(Saved data entries)
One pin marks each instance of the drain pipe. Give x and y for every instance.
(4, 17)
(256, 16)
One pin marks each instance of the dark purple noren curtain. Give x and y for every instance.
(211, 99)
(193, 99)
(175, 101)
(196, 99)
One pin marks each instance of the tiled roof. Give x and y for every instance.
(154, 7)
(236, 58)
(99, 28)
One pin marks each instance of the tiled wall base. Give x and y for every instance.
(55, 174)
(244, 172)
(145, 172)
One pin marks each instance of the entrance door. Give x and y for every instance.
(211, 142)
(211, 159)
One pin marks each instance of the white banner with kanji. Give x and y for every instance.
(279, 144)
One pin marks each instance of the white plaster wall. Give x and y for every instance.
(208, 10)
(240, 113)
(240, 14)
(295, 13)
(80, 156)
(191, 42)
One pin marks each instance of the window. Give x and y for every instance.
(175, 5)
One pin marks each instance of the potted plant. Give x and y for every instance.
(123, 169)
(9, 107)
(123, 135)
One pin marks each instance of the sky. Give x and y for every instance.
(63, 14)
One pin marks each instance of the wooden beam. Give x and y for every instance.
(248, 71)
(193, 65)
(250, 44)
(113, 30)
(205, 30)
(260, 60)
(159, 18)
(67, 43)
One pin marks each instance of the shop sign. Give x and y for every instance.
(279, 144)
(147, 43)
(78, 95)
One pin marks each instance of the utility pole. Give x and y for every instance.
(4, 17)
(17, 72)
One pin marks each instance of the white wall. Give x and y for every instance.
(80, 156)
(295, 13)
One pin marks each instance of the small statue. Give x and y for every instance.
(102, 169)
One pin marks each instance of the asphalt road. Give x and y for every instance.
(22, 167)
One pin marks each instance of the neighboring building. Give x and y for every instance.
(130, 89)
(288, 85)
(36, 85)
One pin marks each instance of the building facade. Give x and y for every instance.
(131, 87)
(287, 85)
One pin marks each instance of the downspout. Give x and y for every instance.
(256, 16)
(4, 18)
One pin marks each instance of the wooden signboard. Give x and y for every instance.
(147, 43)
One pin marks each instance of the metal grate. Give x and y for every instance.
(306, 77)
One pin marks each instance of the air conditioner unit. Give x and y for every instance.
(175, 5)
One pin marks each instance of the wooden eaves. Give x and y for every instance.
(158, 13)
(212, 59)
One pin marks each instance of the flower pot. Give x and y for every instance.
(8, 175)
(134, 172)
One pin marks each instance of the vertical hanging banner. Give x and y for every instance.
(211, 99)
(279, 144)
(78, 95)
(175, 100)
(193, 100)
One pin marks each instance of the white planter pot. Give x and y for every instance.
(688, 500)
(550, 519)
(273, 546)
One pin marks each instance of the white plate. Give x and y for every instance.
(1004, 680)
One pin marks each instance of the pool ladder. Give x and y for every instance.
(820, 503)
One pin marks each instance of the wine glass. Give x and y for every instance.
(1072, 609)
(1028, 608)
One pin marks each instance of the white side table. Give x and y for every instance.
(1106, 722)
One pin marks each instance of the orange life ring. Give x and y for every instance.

* What is needed
Your task is to retype all the records above with nothing left out.

* Solution to this exercise
One pin marks each instance of the drain pipe. Give x and y for every instance.
(4, 17)
(256, 16)
One pin marks each instance of the dark purple noren curtain. Give x and y for every instance.
(211, 99)
(193, 99)
(175, 101)
(196, 99)
One pin marks each instance of the tiled roof. Give x and y for every instance.
(154, 7)
(236, 58)
(99, 28)
One pin marks each instance of the tiled wall base. Give x and y for every instance.
(55, 174)
(244, 172)
(145, 172)
One pin marks each instance of the entrance door. Give x and y for every instance.
(211, 142)
(211, 159)
One pin marks each instance of the white banner with kanji. Give x and y for every instance.
(279, 144)
One pin marks each instance of the white plaster wall. Give x and y for every instance.
(208, 10)
(240, 113)
(240, 14)
(295, 13)
(80, 156)
(191, 42)
One pin marks each instance of the window. Give x and y for every instance.
(175, 5)
One pin marks each instance of the potted plant. Give x and y for every instance.
(123, 169)
(9, 107)
(123, 135)
One pin marks each instance of the sky. Give x and y for every instance.
(63, 14)
One pin marks each instance of the wooden beam. Give x and y for every instance.
(248, 71)
(193, 65)
(250, 44)
(113, 30)
(205, 30)
(260, 60)
(159, 18)
(67, 43)
One pin marks each instance of the shop sign. Give x and y for every instance.
(279, 144)
(147, 43)
(78, 95)
One pin marks each instance of the utility pole. Give x and y for every instance.
(4, 17)
(17, 72)
One pin marks each instance of the white wall. Give x and y for every instance.
(80, 156)
(295, 13)
One pin marks each instance of the small statue. Give x and y for every instance.
(102, 169)
One pin marks each instance of the asphalt road. Give x and y for every instance.
(22, 167)
One pin marks each instance of the neighboring building. Give x and y for every instance.
(130, 89)
(288, 85)
(36, 85)
One pin marks each instance of the building facade. Give x and y for every instance.
(131, 87)
(287, 85)
One pin marks each instance of the downspout. Give x and y for every instance.
(256, 16)
(4, 18)
One pin marks each instance of the wooden signboard. Give x and y for every instance.
(147, 43)
One pin marks each instance of the metal grate. Give x and y for every instance.
(306, 77)
One pin marks each instance of the air conditioner unit. Give x and y for every instance.
(175, 5)
One pin marks each instance of the wooden eaves. Give x and y for every instance.
(158, 13)
(212, 59)
One pin marks each instance of the flower pot. Give x and y for every instance.
(8, 175)
(134, 172)
One pin marks each instance of the vertical hanging banner. Give x and y for every instance.
(211, 99)
(279, 144)
(78, 95)
(175, 100)
(193, 100)
One pin marks each instance of the white planter pot. Give x and y for every instance.
(688, 500)
(550, 519)
(273, 546)
One pin marks each instance of the white plate. Give x and y for every instance.
(1004, 680)
One pin marks each instance of the pool ladder. Give x and y for every instance.
(820, 503)
One pin marks each instance of the wine glass. Give x and y for every instance.
(1072, 609)
(1028, 608)
One pin marks each instance of the white side table. Give x and y for every instance.
(1106, 722)
One pin marks each instance of the orange life ring. Give x and y for every instance.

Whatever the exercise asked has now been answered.